* **Entries taken from a collection**

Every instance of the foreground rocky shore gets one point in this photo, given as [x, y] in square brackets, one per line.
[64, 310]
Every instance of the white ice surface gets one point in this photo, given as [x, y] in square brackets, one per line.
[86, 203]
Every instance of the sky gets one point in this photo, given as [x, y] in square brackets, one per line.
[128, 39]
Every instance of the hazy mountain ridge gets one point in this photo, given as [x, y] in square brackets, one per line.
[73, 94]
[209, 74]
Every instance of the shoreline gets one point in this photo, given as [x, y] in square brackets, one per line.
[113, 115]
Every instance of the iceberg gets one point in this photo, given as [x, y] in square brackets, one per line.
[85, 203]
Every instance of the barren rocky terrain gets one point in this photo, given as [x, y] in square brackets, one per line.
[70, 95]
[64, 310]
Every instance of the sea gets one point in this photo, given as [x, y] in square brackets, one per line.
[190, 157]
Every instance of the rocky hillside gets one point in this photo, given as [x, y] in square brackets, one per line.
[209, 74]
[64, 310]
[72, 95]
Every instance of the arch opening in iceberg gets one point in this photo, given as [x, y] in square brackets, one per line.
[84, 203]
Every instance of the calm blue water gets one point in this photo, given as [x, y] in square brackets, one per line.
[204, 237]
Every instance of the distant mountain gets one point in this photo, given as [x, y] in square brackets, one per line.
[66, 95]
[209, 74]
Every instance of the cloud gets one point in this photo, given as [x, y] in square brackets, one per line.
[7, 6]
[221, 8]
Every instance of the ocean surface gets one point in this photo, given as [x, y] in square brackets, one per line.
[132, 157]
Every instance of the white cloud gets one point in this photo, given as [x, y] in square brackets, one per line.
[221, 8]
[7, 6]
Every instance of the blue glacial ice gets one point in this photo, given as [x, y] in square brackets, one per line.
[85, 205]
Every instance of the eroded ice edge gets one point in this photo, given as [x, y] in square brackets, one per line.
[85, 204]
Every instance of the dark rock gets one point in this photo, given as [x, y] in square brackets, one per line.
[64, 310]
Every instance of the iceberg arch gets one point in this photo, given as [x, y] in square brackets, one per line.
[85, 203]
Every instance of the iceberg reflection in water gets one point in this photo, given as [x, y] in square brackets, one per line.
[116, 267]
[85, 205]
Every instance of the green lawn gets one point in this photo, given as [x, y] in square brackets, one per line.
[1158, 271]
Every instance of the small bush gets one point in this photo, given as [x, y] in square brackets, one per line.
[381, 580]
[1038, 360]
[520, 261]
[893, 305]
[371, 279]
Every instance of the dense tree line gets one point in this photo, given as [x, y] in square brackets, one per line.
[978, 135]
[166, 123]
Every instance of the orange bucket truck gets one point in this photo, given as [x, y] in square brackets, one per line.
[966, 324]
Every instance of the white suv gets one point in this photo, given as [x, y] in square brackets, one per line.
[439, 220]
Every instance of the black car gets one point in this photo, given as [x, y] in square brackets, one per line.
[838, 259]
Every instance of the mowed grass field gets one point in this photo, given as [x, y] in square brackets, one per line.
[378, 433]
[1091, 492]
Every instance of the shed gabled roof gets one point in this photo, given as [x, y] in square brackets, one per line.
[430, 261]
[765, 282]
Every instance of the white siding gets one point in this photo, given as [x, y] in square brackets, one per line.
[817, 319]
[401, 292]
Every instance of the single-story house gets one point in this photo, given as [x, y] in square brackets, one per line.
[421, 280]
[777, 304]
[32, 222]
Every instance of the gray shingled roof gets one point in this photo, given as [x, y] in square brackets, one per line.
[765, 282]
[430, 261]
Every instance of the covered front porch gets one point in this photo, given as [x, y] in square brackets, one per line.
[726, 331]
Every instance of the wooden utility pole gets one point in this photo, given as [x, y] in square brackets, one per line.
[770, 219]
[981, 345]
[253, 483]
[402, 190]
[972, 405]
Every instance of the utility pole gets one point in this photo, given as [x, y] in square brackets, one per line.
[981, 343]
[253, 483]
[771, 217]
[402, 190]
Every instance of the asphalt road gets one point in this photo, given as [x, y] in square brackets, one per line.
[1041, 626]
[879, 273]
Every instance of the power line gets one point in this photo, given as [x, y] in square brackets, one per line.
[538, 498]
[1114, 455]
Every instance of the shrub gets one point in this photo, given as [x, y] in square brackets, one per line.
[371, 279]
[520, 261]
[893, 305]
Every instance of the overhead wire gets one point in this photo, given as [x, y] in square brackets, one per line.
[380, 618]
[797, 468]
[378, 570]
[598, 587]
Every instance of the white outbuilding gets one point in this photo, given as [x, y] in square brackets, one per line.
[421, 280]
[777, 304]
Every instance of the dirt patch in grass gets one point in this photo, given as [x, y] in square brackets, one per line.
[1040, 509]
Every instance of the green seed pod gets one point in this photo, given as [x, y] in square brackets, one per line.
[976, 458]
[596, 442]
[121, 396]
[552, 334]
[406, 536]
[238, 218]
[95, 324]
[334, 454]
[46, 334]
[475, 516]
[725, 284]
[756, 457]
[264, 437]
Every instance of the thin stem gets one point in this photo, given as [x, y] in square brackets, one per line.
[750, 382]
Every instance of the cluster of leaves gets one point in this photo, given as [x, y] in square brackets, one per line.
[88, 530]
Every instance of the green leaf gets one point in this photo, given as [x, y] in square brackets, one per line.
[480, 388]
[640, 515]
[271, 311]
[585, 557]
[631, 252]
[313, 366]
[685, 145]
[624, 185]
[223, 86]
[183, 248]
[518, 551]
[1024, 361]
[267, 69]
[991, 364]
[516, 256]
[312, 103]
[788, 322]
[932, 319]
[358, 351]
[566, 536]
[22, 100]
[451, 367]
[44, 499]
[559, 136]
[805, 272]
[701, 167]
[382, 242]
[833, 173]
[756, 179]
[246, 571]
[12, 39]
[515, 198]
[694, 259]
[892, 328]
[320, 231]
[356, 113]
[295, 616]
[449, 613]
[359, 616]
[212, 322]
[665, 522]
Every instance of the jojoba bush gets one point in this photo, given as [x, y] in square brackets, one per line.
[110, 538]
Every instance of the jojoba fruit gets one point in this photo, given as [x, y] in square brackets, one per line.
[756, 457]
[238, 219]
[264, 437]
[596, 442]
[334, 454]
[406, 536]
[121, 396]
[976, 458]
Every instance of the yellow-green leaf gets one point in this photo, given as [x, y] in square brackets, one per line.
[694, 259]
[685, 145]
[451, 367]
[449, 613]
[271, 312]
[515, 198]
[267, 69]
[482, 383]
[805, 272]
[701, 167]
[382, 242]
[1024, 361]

* **PROBLEM REQUIREMENTS**
Beginning with the first line and ending with the last, restate the data word for word.

* **EXERCISE ANSWER**
Every instance of the foreground rocky shore gets one point in this photo, given as [x, y] in square brackets, one per line.
[64, 310]
Every instance of the white ice surface gets one point in this photo, given as [x, y] in square brackets, one per line.
[86, 203]
Every instance of the sky gets one point in this photo, given as [x, y] in square brackets, one per line.
[128, 39]
Every instance of the hazy mountain ridge gets one point in this photo, given as [x, y] in square brackets, one per line.
[73, 94]
[209, 74]
Every instance of the shoreline gets one point in this photo, given as [x, y] in square brackets, one per line.
[113, 115]
Every instance of the iceberg gets one point in this photo, given as [x, y] in square brackets, one per line.
[85, 203]
Every instance of the barren rocky terrain gets one point in this photo, given as [x, y] in square brackets, one per line.
[70, 95]
[64, 310]
Every instance of the sea gets one point in this photo, given as [x, y] in square brackets, one per line.
[190, 157]
Every instance of the rocky hillside gets one point in this photo, given as [x, y] in square brackets, one per line.
[209, 74]
[64, 310]
[72, 95]
Every instance of the arch opening in iceberg gets one point in this photo, given as [x, y] in square brackets, one per line.
[84, 203]
Every instance of the calm blue water gets one point in this photo, given as [x, y] in square brackets, one per line.
[204, 237]
Every instance of the distant mountain gets one point in this photo, given as [x, y] in square brackets, one per line.
[66, 95]
[209, 74]
Every instance of the cloud gets one point in this photo, given as [x, y] in square brackets, one per line.
[7, 6]
[221, 8]
Every instance of the ocean surface gets one point in this photo, given as [x, y] in square brackets, one per line.
[132, 157]
Every instance of the white cloud gets one point in this photo, given as [x, y] in square brackets, one per line.
[221, 8]
[7, 6]
Every instance of the blue glacial ice gets one point in this photo, given as [x, y] in square brackets, one per line.
[85, 205]
Every instance of the eroded ice edge gets one point in this photo, given as [x, y] in square brackets, one per line.
[85, 204]
Every instance of the dark rock gets one point in this photo, given as [x, y] in square brackets, one per line.
[64, 310]
Every instance of the iceberg arch gets one point in this photo, given as [x, y] in square brackets, one per line.
[85, 203]
Every instance of the iceberg reflection in water gets one point in this photo, given as [x, y] in square brackets, one per line.
[116, 267]
[85, 205]
Every instance of the green lawn gets one point in this photo, given as [x, y] in square brackets, one per line.
[1158, 271]
Every instance of the small bush gets one point in this photo, given as [x, y] in square brackets, one per line.
[381, 580]
[1038, 360]
[520, 261]
[893, 305]
[371, 279]
Every instance of the dense tree line gets one point in this photo, given as [x, y] in square brackets, one per line.
[978, 135]
[166, 123]
Every instance of the orange bucket truck gets one point in this photo, given as [x, y] in square brackets, one per line.
[966, 324]
Every instance of the white suv gets one point in this photo, given as [x, y] in square brackets, one per line.
[439, 220]
Every instance of the black car gets one point in this photo, given as [x, y] in square brackets, one per line.
[838, 259]
Every instance of the mowed grass field gets one point in this photo, given as [x, y] in square brackets, one per line.
[378, 433]
[1091, 492]
Every instance of the shed gabled roof gets one point in this photo, given as [x, y] in square brackets, one per line.
[430, 261]
[765, 282]
Every instance of the white siding gets one point in this photo, given as [x, y] in square brackets, one per line.
[817, 319]
[401, 292]
Every instance of the single-story house gets one point in this photo, given as [x, y] in square brackets, one per line.
[421, 280]
[777, 304]
[32, 222]
Every instance of the gray shingled roof gets one point in this photo, given as [x, y] in square brackets, one per line.
[765, 282]
[430, 261]
Every instance of the covered front porch gets one point in this photo, given as [x, y] in square brackets, one per line.
[726, 331]
Every instance of the wooden utility pole gets one point in this photo, given as [x, y] in square brackets, one per line.
[770, 219]
[981, 345]
[253, 483]
[402, 190]
[972, 405]
Every instance of the utility pole gets one point in this photo, given as [x, y] in square brackets, one per line.
[981, 343]
[253, 483]
[771, 217]
[402, 190]
Every instance of the asphalt road gets one point in this photo, given as [x, y] in square brackets, one per line.
[1041, 626]
[879, 273]
Every instance of the power line gets one point in this photo, given as [x, y] in square brackets, one per line.
[538, 498]
[1114, 455]
Every instance of the shrub gets one point in this photo, given as [x, y] in square brackets, one per line.
[371, 279]
[520, 261]
[893, 305]
Every instance of the overhead wire gets one point in this photo, given as [x, y] in square brackets, one per line.
[380, 618]
[797, 468]
[378, 570]
[598, 587]
Every instance of the white outbuilding gets one point in this photo, given as [x, y] in square brackets, one per line.
[421, 280]
[777, 304]
Every instance of the dirt patch in grass gets one point in this photo, given as [x, y] in square brackets, one per line.
[1040, 509]
Every instance of the green seed pod gets one point in this photo, given as [x, y] in square brackets, one per line.
[976, 458]
[596, 442]
[121, 396]
[552, 334]
[406, 536]
[238, 218]
[95, 324]
[334, 454]
[46, 334]
[475, 516]
[725, 284]
[756, 457]
[264, 437]
Every instance of the thin stem gets one point in this photo, given as [x, y] in square brackets, one per line.
[750, 382]
Every instance of the cluster of leaves gets one point in this photo, given as [x, y] in square brackets, one per line.
[88, 530]
Every instance of the green leaf gets one point in this photo, given as [x, y] in square brackets, one per line.
[480, 388]
[640, 515]
[271, 311]
[585, 557]
[631, 252]
[313, 366]
[685, 145]
[624, 185]
[223, 86]
[183, 248]
[518, 551]
[1024, 361]
[267, 69]
[991, 364]
[516, 256]
[312, 103]
[788, 322]
[932, 319]
[358, 351]
[566, 536]
[22, 100]
[451, 367]
[44, 499]
[559, 136]
[805, 272]
[701, 167]
[382, 242]
[833, 173]
[756, 179]
[246, 571]
[12, 39]
[515, 198]
[694, 259]
[892, 328]
[320, 231]
[356, 113]
[295, 616]
[449, 613]
[359, 616]
[212, 322]
[665, 522]
Every instance of the jojoba bush gets one point in this photo, given as [x, y] in square brackets, one per line.
[110, 538]
Every instance of the jojoba fruit gets one point in this photo, given as [x, y] in square brackets, one per line.
[756, 457]
[238, 219]
[264, 437]
[596, 442]
[334, 454]
[406, 536]
[121, 396]
[976, 458]
Every instance of the yellow-green leaf gets one point in this photo, given as [x, y] in square brackets, one per line.
[694, 259]
[685, 145]
[451, 367]
[449, 613]
[271, 312]
[515, 198]
[267, 69]
[482, 383]
[805, 272]
[701, 167]
[382, 242]
[1024, 361]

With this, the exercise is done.